- What the task asks:
Reproduce the listing below word for word.

___ Task data ___

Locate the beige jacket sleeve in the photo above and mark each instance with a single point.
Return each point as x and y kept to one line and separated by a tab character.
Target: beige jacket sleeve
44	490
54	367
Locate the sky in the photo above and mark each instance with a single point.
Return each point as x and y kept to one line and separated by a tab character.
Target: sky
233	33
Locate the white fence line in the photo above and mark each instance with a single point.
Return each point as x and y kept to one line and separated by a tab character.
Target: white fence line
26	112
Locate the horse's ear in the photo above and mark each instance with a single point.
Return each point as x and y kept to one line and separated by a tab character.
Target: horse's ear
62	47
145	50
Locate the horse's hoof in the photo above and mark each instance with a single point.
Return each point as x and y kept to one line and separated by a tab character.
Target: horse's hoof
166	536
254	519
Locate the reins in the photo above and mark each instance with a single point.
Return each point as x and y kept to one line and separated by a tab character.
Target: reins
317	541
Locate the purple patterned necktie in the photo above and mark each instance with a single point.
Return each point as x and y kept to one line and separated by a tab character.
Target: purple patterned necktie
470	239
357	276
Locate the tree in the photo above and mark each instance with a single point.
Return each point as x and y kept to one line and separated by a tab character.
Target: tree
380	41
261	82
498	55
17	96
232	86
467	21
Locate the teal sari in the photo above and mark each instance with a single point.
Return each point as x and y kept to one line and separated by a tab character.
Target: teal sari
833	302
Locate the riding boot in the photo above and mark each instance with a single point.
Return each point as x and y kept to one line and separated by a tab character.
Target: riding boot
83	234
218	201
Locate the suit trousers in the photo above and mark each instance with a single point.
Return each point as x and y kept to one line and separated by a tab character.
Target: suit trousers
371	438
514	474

___

- Written response:
Locate the beige jacket sleeve in the photo above and mark each instance with a single point.
Return each point as x and y kept to one line and separated by a tab character.
Target: beige jacket sleeve
44	490
54	367
Locate the sky in the photo above and mark each instance with a single point.
Return each point as x and y kept to one line and separated by a tab character.
Target: sky
233	33
Locate the white fence line in the photo above and mark each instance with a single point.
Return each point as x and y kept to one line and separated by a tab character.
Target: white fence line
26	112
Locate the horse's ear in the photo above and mark each instance with a single point.
Return each point as x and y kept to one line and separated by a tab character.
Target: horse's ear
62	47
145	50
Locate the horse's hoof in the photo above and mark each instance with a single point.
Return each point as x and y kept to one line and separated by a tab character.
Target: horse's hoof
166	536
254	519
Locate the reins in the photo above and mark each instance with a single point.
Return each point as x and y kept to one line and separated by a tab character.
Target: reins
317	541
Locate the purple patterned necktie in the photo above and mark each instance with a single point.
Return each point as x and y kept to one line and separated by a tab character.
Target: purple patterned necktie
470	239
357	276
Locate the tree in the photo above and mark each instance with a single point.
Return each point as x and y kept to one line and separated by a tab character.
Target: tree
380	41
261	82
498	55
17	96
232	86
467	21
Locate the teal sari in the photo above and mark each instance with a single point.
Return each point as x and y kept to one line and separated by a tab character.
Target: teal sari
833	302
Locate the riding boot in the photo above and mark each instance with a single point.
Return each point as x and y kept to one line and separated by a tab character.
Target: riding boot
83	234
218	201
Locate the suit trousers in the photo above and mark each instance with a single point.
Return each point as x and y kept to one line and separated by a tab character.
Target: suit trousers
371	438
514	474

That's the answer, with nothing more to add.